To do. How many lines below hold the string "window"? Report that number alone.

Data section.

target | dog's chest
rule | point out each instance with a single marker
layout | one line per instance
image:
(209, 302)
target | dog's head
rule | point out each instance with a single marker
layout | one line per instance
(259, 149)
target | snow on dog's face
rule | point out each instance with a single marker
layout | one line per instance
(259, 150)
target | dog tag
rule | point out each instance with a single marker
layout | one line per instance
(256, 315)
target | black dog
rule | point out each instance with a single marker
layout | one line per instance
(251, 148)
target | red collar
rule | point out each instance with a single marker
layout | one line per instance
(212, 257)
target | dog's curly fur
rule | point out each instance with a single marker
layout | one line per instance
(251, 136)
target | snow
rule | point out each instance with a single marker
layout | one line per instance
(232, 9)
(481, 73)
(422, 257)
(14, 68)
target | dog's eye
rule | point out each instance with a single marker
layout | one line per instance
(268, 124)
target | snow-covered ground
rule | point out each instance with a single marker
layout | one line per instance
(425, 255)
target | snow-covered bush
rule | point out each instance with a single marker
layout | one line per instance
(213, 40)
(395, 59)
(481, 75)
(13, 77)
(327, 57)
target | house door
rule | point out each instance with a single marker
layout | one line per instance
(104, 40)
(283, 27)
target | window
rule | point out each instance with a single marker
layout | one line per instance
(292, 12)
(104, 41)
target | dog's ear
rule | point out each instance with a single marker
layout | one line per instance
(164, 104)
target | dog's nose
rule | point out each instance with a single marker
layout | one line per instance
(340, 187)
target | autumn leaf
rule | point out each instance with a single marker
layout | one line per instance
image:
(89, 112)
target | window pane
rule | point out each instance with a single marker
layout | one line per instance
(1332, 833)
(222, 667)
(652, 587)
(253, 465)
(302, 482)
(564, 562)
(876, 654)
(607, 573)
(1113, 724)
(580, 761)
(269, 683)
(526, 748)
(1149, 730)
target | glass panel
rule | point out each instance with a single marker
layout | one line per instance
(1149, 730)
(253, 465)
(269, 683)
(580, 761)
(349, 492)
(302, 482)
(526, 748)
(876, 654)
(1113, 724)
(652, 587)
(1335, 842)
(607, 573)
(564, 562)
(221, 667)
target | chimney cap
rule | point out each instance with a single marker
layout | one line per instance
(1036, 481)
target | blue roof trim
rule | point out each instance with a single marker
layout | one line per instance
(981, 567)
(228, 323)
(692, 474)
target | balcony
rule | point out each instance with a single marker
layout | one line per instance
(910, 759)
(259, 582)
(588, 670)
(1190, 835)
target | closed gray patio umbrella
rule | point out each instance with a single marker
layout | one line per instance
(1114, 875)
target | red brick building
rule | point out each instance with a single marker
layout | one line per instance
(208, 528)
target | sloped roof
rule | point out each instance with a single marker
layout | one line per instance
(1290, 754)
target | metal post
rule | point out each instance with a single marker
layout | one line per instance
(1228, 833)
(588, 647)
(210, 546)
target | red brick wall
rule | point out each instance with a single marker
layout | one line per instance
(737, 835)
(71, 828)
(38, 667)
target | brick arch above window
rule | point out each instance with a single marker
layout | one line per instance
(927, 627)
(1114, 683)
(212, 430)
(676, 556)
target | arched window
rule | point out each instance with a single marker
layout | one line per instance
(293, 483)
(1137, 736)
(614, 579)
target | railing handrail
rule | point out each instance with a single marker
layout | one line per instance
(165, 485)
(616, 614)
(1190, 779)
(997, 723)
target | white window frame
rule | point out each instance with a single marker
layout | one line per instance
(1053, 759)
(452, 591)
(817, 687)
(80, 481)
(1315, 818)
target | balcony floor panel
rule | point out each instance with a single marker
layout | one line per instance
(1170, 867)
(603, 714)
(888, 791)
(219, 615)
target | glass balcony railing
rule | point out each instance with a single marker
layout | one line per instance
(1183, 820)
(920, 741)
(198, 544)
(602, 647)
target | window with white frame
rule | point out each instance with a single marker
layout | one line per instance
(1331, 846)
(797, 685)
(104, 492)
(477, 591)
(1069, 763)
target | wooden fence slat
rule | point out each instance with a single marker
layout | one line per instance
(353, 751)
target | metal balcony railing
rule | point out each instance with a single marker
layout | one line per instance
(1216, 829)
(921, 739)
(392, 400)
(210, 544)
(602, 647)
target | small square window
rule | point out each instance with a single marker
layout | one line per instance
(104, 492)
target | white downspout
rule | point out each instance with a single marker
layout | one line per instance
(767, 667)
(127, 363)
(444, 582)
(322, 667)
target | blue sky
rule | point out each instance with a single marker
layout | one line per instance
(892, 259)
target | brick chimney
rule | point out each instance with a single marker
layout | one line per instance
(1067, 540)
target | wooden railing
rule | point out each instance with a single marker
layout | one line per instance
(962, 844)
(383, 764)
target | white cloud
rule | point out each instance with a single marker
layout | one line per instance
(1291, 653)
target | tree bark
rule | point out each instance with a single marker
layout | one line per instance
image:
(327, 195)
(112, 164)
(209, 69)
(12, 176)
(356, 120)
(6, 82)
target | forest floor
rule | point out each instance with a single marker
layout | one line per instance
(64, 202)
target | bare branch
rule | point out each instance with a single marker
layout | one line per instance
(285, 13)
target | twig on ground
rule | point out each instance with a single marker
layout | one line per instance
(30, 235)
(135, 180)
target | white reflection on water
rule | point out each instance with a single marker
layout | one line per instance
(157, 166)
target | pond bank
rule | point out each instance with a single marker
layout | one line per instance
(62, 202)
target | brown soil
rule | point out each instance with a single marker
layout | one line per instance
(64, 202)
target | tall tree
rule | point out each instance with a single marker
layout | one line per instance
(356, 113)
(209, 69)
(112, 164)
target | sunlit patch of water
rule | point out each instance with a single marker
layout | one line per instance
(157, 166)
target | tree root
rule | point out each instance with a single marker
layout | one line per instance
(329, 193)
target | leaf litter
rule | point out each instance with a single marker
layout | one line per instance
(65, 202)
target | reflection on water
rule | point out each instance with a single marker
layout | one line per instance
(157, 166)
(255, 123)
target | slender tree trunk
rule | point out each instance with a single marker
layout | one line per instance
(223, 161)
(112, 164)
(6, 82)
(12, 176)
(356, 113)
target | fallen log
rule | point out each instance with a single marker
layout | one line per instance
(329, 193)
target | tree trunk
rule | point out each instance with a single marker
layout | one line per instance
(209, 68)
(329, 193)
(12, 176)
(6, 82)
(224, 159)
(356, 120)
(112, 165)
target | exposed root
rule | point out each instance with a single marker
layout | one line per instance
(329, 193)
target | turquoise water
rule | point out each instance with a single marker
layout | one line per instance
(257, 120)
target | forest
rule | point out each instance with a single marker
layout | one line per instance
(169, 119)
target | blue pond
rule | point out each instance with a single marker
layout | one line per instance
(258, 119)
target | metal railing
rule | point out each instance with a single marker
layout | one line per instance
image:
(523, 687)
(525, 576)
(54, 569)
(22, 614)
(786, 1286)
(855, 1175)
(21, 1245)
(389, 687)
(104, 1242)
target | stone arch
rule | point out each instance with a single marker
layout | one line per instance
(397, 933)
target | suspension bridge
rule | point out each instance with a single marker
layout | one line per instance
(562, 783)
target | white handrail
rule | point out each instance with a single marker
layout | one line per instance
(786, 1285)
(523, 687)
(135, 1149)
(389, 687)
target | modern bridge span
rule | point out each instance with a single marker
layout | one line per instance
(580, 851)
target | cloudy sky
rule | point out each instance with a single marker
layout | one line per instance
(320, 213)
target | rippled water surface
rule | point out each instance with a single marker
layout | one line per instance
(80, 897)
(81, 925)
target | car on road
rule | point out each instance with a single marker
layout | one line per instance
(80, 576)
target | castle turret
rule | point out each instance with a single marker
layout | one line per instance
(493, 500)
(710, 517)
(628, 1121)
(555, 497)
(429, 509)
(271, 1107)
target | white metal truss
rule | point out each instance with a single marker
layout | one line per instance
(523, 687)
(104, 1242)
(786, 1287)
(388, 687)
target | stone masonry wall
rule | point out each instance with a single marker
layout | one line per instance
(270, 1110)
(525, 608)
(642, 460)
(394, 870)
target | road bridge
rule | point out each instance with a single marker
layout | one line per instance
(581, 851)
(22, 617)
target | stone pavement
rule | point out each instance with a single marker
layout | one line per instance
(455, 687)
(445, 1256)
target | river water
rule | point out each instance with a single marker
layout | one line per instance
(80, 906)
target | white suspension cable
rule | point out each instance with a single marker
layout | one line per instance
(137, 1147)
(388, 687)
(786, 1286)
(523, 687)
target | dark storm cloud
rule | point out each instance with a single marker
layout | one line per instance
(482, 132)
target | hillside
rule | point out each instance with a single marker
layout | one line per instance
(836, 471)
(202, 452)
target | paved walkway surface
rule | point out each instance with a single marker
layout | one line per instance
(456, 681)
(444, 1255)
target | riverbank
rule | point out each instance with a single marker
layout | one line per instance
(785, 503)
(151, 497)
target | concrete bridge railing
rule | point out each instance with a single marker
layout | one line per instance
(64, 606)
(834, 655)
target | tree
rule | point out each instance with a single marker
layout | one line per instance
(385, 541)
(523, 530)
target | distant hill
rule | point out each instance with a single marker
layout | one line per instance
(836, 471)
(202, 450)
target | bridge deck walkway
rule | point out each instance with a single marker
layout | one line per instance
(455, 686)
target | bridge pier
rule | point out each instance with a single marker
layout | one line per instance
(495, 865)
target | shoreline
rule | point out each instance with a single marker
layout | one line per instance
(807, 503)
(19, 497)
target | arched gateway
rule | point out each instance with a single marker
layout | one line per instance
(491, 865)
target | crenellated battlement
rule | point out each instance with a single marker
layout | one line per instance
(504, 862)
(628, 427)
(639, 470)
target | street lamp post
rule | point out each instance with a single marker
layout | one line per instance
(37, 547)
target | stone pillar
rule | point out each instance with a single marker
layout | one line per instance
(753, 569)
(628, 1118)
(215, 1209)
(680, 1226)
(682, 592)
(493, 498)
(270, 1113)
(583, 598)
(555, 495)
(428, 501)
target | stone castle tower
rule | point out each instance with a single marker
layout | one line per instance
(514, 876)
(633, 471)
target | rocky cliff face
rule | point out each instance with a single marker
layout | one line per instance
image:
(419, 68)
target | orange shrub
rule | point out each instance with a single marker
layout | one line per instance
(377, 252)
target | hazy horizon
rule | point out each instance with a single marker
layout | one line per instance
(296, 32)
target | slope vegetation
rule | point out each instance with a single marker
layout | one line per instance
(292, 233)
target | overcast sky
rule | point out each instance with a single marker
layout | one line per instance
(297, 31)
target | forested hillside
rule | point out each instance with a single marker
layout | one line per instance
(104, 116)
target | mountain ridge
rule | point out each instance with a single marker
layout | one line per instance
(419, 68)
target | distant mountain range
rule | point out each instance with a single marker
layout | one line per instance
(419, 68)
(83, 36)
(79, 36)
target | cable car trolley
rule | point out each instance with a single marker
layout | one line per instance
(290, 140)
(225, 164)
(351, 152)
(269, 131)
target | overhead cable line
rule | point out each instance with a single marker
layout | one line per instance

Solved exercise. 7